Written instruction 1:
Answer these from the Rashid Askari profile:
(a) Which university did he lead as vice-chancellor, and which number vice-chancellor was he?
(b) In which years did he pass the secondary school and higher secondary certificate examinations?
(c) Which university awarded his PhD, and in what field?

Harun-Ur-Rashid Askari (born 1 June 1965), known as Rashid Askari, is a Bengali-English writer, fictionist, columnist, translator, media personality, and an academic in Bangladesh. He was the 12th vice-chancellor of Islamic University, Bangladesh in Kushtia. Among post-1990s Bangladeshi writers, he is easily on par with the major ones who gained identical and impressive mastery over both Bangla and English.

Early life and education
Askari was born in Askarpur, Mithapukur, Rangpur in erstwhile East Pakistan (now Bangladesh) in 1965 to M. A. Mannan, an English teacher and headmaster, and Setara Begum, a housewife. Rashid passed the secondary school and higher secondary certificate examinations in 1980 and 1982. He "obtained Honours and Master's degrees in English from Dhaka University with distinction, and a PhD in Indian English Literature from the University of Poona".

Written instruction 2:
Quote the rows from their first line through the line containing "9, 61, 36, 71", including both ends, and leave out the pictures.

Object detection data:

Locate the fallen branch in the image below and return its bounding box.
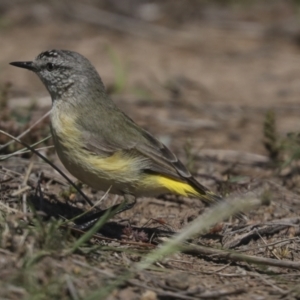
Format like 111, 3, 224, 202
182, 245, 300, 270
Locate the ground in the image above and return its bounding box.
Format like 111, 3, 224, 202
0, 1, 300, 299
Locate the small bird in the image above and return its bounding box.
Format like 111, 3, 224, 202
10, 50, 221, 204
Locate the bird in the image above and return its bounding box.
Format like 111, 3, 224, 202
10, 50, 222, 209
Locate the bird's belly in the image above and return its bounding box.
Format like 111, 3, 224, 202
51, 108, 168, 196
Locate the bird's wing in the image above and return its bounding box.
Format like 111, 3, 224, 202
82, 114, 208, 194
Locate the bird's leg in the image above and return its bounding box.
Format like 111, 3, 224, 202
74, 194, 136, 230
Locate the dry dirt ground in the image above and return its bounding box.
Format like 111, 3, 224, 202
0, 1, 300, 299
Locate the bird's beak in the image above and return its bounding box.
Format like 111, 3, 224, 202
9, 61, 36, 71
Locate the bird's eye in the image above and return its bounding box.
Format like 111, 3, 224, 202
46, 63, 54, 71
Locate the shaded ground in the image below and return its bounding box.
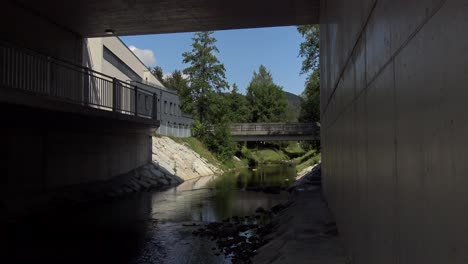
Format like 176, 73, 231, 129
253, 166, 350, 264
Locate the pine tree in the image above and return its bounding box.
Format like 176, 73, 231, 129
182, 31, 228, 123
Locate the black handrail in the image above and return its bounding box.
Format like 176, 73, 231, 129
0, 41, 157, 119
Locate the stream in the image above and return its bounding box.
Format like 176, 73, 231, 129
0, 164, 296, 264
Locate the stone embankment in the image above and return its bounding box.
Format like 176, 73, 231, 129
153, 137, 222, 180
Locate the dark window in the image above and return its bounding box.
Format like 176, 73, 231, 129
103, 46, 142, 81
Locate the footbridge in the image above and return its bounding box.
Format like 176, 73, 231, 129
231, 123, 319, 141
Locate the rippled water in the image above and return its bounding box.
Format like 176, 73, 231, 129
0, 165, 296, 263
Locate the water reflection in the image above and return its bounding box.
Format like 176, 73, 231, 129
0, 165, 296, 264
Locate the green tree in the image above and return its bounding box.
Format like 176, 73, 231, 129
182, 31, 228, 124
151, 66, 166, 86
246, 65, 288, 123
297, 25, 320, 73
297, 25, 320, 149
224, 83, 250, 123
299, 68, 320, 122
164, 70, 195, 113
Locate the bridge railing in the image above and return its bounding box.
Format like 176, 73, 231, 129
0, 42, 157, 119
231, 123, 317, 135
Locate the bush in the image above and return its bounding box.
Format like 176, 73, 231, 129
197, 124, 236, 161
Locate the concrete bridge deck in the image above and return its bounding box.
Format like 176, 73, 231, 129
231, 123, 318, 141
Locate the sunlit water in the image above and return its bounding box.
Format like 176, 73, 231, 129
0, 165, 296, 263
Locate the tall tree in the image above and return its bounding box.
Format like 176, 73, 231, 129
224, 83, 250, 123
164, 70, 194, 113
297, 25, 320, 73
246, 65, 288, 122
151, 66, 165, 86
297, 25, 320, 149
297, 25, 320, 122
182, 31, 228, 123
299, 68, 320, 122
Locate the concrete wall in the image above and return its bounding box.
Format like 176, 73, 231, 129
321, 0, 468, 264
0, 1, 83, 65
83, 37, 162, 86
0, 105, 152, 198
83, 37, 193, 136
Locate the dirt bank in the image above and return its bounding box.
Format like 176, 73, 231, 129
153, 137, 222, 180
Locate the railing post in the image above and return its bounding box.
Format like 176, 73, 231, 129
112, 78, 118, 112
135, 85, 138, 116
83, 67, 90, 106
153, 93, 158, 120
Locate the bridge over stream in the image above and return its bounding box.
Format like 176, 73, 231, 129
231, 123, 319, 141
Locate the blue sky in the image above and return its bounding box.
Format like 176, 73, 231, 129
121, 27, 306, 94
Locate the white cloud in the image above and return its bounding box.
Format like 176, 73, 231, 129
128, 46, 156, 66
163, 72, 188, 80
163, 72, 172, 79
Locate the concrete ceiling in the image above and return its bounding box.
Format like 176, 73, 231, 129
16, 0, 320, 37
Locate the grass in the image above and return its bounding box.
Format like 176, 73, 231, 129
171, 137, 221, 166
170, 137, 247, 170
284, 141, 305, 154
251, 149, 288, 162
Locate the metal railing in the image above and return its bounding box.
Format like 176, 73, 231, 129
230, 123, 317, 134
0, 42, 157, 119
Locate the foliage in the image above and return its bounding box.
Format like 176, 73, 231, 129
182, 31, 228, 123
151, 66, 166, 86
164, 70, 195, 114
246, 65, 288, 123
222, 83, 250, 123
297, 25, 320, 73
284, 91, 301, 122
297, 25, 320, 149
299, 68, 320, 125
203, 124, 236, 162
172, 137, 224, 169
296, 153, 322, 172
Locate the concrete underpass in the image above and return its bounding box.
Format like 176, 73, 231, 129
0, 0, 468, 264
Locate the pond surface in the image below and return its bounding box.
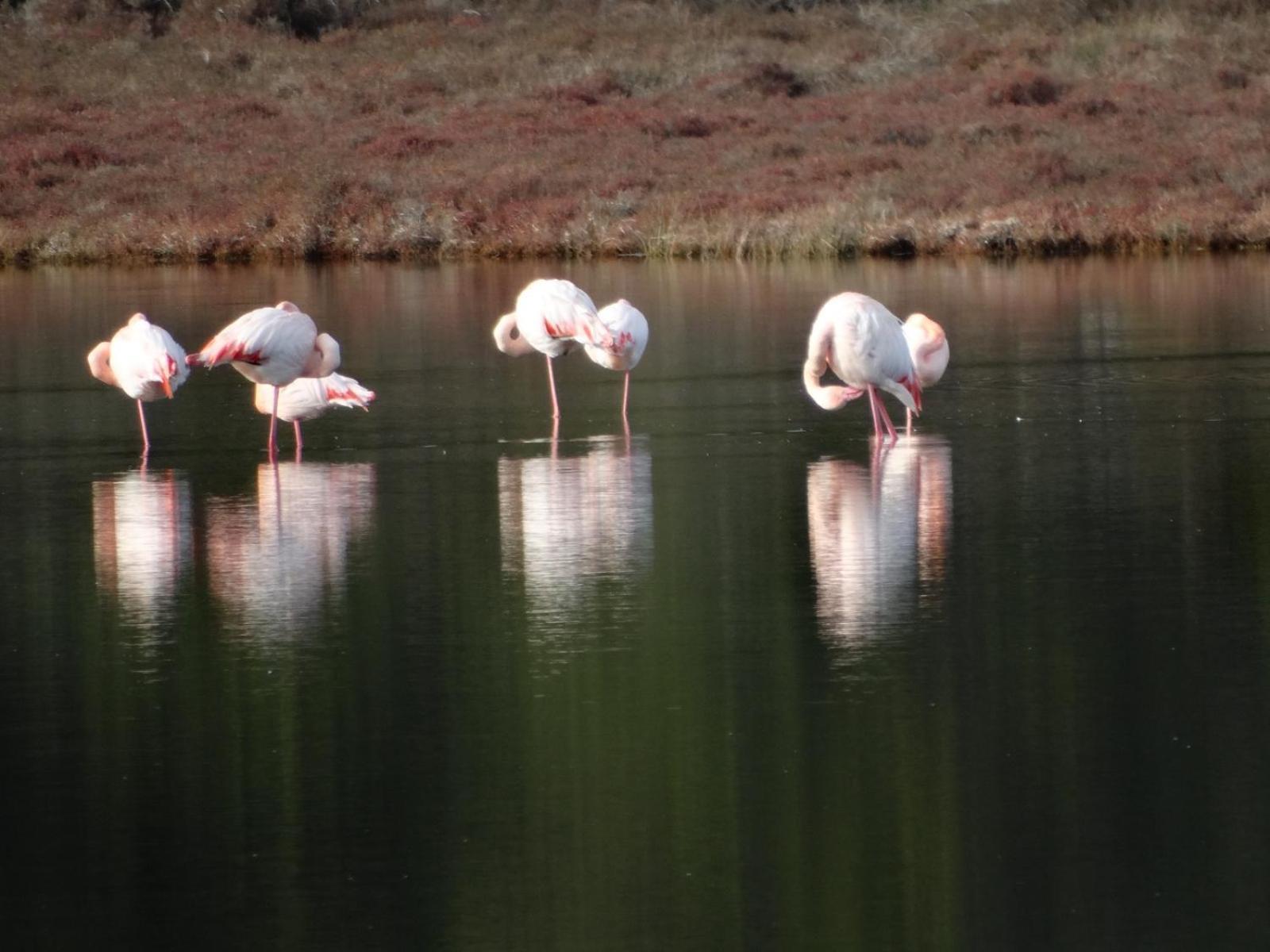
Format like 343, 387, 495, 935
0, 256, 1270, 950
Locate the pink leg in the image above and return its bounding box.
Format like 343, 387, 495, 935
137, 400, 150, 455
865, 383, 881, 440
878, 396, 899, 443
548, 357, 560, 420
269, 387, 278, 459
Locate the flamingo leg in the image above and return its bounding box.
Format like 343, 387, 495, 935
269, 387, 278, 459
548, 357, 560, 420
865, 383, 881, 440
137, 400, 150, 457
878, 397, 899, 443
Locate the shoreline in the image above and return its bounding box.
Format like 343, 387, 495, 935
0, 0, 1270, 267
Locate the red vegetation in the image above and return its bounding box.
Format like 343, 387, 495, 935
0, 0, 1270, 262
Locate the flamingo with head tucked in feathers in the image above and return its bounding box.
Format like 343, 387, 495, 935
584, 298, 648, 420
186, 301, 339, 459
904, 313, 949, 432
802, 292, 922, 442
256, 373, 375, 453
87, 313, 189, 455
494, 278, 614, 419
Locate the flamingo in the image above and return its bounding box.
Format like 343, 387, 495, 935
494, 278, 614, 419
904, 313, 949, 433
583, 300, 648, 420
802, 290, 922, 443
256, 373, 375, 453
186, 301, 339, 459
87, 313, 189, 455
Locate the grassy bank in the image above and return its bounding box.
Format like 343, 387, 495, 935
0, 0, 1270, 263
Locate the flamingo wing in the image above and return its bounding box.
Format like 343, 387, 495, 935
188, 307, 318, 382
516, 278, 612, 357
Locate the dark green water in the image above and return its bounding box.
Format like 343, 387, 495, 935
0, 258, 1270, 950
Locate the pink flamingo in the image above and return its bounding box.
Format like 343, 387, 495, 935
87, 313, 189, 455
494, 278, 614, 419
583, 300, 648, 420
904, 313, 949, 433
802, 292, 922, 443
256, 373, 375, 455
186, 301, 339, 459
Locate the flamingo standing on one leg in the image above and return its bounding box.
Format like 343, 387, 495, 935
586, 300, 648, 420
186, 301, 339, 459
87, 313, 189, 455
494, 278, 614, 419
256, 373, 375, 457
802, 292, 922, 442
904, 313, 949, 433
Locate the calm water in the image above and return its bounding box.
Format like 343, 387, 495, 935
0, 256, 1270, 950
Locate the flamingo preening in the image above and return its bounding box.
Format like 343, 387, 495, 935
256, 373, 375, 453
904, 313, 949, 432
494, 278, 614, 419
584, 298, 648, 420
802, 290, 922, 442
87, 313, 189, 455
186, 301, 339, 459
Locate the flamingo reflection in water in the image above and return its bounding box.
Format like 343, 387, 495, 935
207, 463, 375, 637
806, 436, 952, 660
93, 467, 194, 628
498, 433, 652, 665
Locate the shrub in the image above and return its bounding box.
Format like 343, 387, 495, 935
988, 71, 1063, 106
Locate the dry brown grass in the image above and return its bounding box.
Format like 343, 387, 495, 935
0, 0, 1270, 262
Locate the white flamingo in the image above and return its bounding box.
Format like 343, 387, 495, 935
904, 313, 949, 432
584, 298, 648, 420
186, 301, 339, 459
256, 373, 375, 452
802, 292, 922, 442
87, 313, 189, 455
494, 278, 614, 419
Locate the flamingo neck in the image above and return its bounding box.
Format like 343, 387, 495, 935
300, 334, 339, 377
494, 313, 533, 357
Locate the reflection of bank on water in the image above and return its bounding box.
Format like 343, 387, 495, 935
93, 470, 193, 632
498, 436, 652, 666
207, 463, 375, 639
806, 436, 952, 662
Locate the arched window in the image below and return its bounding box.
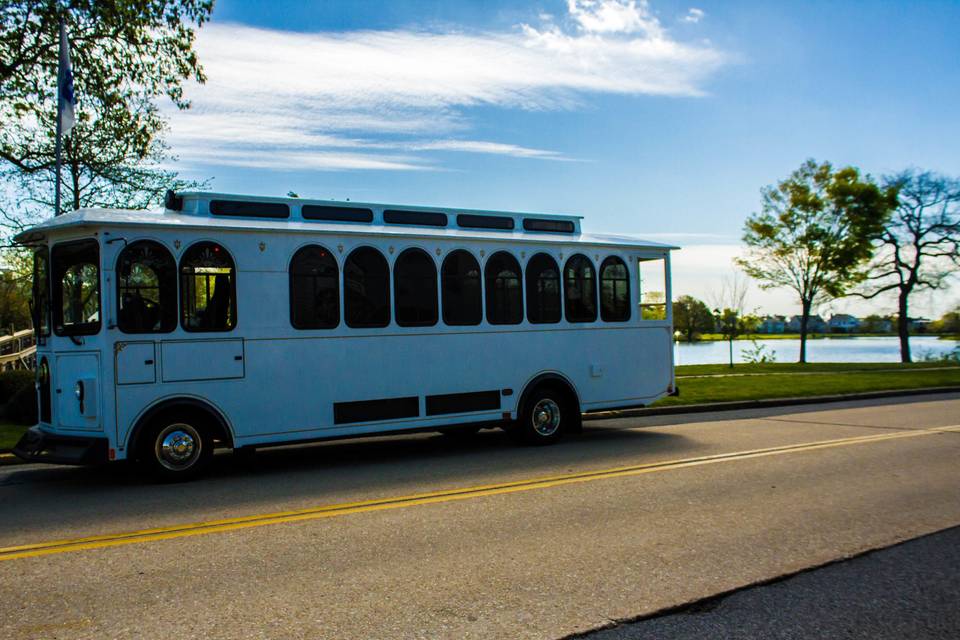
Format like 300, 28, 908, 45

Output 1:
(a) Islamic University, Bangladesh in Kushtia; he was its 12th vice-chancellor.
(b) 1980 and 1982.
(c) The University of Poona, in Indian English Literature.

Output 2:
Locate the fallen branch in the image below and return its bounding box.
Format like 111, 3, 224, 202
182, 245, 300, 270
Locate the ground in the image above and return its bounding box.
Format like 111, 3, 224, 202
0, 1, 300, 299
Locate the small bird in the image above and return its bounding box.
Format like 111, 3, 224, 202
10, 50, 221, 204
Locate the bird in the image above and return its bounding box.
Format like 111, 3, 224, 202
10, 50, 222, 209
Locate the bird's belly in the image above and return its bounding box.
Format like 111, 3, 224, 202
51, 108, 168, 196
Locate the bird's wing in the image above and return its bounding box.
Format like 111, 3, 224, 202
82, 114, 208, 194
Locate the bird's leg in the image above and return its bounding box.
Format like 111, 3, 224, 202
74, 194, 136, 230
Locate the dry dirt ground in the image above and return its bounding box.
Format like 111, 3, 224, 202
0, 1, 300, 299
Locate the bird's beak in the image above and return its bounding box.
Format like 111, 3, 224, 202
9, 61, 36, 71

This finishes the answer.